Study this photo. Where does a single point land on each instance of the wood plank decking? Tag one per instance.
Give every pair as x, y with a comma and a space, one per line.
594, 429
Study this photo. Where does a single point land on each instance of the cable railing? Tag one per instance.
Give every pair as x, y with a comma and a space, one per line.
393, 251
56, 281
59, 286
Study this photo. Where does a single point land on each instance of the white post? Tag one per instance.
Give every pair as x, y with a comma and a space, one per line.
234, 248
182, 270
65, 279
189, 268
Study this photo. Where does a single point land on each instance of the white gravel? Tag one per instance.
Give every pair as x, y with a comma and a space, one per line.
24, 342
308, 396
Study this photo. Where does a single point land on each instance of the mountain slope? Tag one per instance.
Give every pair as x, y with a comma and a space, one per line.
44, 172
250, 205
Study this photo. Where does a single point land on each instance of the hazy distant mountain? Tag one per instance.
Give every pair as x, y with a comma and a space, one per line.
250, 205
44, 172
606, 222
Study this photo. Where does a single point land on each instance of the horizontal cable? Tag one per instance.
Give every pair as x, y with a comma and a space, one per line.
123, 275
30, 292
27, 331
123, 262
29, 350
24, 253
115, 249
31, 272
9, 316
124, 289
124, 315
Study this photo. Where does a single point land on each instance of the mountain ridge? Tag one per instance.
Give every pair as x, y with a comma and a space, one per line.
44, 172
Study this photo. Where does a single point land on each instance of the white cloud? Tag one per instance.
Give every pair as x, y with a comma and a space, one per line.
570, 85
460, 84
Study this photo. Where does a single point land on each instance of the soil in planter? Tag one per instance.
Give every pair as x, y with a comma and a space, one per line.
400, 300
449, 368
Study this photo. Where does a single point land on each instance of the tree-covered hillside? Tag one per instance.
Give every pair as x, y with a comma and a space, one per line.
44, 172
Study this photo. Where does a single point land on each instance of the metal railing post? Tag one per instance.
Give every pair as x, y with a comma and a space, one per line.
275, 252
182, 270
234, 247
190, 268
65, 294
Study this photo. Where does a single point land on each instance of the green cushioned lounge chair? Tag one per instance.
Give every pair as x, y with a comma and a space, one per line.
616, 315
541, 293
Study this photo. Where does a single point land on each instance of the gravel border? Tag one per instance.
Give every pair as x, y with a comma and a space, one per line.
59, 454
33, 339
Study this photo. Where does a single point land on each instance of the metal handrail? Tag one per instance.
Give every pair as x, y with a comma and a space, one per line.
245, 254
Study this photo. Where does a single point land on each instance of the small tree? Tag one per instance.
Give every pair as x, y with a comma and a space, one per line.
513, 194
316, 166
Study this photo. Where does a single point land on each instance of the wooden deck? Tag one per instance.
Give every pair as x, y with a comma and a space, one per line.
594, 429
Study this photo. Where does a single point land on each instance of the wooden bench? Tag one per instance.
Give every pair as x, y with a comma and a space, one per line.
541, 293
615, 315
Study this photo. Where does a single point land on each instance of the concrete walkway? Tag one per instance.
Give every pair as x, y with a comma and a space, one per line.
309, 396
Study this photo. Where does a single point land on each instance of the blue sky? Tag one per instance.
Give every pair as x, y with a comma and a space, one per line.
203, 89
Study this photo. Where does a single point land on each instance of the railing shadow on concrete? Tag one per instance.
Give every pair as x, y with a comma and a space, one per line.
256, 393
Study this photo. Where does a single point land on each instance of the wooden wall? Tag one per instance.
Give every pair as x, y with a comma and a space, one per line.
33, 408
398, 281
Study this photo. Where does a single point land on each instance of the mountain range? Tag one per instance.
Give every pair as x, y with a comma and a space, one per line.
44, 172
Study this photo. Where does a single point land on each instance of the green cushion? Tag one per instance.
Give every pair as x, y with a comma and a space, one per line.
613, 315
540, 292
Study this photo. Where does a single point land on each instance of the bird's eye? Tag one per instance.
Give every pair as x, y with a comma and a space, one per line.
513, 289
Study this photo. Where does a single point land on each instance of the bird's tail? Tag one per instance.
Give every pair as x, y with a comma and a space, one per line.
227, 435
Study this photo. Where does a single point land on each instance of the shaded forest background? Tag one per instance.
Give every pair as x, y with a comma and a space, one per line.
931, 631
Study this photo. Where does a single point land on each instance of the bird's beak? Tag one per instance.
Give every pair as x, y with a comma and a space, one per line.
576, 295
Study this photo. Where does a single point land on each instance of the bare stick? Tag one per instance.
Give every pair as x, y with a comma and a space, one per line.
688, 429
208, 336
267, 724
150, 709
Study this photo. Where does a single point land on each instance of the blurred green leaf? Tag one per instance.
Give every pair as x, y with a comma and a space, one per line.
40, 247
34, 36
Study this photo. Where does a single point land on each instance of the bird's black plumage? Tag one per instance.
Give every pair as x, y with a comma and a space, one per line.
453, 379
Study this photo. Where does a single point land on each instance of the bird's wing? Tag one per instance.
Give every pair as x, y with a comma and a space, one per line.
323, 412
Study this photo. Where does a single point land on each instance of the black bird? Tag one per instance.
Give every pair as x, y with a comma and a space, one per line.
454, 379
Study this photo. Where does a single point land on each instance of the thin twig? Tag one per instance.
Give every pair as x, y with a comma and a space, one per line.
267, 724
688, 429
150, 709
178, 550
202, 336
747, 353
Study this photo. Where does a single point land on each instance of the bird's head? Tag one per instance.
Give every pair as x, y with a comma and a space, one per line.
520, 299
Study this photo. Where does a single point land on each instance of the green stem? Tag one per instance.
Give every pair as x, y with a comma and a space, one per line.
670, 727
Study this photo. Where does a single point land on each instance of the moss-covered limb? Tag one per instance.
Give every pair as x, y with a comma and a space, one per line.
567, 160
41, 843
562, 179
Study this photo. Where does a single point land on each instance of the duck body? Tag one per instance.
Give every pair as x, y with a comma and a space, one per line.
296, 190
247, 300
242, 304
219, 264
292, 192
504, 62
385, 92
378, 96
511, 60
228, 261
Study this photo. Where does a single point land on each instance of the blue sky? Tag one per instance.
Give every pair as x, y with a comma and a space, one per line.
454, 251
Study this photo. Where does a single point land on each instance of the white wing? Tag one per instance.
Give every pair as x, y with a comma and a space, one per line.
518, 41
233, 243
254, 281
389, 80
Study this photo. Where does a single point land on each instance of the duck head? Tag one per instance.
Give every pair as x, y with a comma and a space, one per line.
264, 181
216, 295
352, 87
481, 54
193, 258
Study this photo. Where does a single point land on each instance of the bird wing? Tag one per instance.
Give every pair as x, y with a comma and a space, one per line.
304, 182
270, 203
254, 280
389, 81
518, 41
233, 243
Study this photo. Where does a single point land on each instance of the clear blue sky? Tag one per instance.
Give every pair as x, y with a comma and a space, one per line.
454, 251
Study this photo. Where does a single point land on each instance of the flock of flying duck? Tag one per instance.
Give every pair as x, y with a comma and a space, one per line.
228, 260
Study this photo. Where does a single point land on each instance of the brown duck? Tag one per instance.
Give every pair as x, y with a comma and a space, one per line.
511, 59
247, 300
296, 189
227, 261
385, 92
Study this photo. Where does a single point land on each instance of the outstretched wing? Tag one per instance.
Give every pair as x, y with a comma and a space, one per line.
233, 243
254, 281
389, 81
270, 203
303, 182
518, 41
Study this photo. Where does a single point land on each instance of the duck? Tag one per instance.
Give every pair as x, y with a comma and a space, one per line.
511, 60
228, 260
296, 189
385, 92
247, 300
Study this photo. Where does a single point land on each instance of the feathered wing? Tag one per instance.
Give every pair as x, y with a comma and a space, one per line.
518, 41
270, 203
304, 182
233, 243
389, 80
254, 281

→ Job
Repeat precisely the lines of the data starting at the one containing "white wing? Tag one per instance.", last line included.

→ Exercise response
Study this photo. Where does a single point land on each instance of the white wing? Tag one per instance.
Give every pair as x, y with a comma and a space, one per line.
518, 41
233, 243
254, 281
389, 80
Study this photo. Where does a single point land on each instance of the duck head? Tag one per instance.
Give every pair as x, y with a comma and a space, one per line.
264, 181
216, 295
352, 87
481, 54
193, 258
Study this photo. Where does a single point land on each instance of the bird wing? Tag one per instance.
Give every pair as x, y with a comma and a space, one per line.
304, 182
270, 203
254, 280
389, 81
518, 41
233, 243
Study this photo. Where does a single point land on each instance of the clear blue sky? Tag one per instance.
Give every pair as x, y with a comma and a space, one per line.
454, 251
Study this photo. Where does a single point land on each instance of the flock of flying duck? Tag one per instance.
Give every pair as x, y with a comma and a space, one per line.
228, 260
Study this photo. Where does a single point land on each instance of the brown duck? Tag one per instance.
Give every pair as x, y with a comma and a space, one per line.
511, 59
247, 300
296, 189
227, 261
385, 92
Study this photo. Where does a single point land on each instance of the outstretched wing? Tag one per instance.
Give every pair as x, y with a comma and a space, one per line.
233, 243
254, 281
389, 81
270, 203
303, 182
518, 41
Study this photo. Where does a single point land on each instance of the duck? Tag one per instance.
Give every pair as x, y with a comma and a space, one per line.
511, 60
228, 260
296, 189
385, 92
247, 300
Study this photo. Where does a single point land on each instance of the feathered wing? Tag one per instance.
Give every pair as x, y with a comma and a space, one per line.
518, 41
270, 203
304, 182
233, 243
389, 80
254, 281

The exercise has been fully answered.